Your task:
Exact copies of all the lines below are required.

Data for this exercise:
Content starts

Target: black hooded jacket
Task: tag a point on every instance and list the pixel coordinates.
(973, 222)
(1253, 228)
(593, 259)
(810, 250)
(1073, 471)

Content ends

Answer below:
Target: black hooded jacket
Task: tag a point on every instance and list the pixel coordinates.
(973, 222)
(1253, 228)
(593, 259)
(810, 250)
(1073, 471)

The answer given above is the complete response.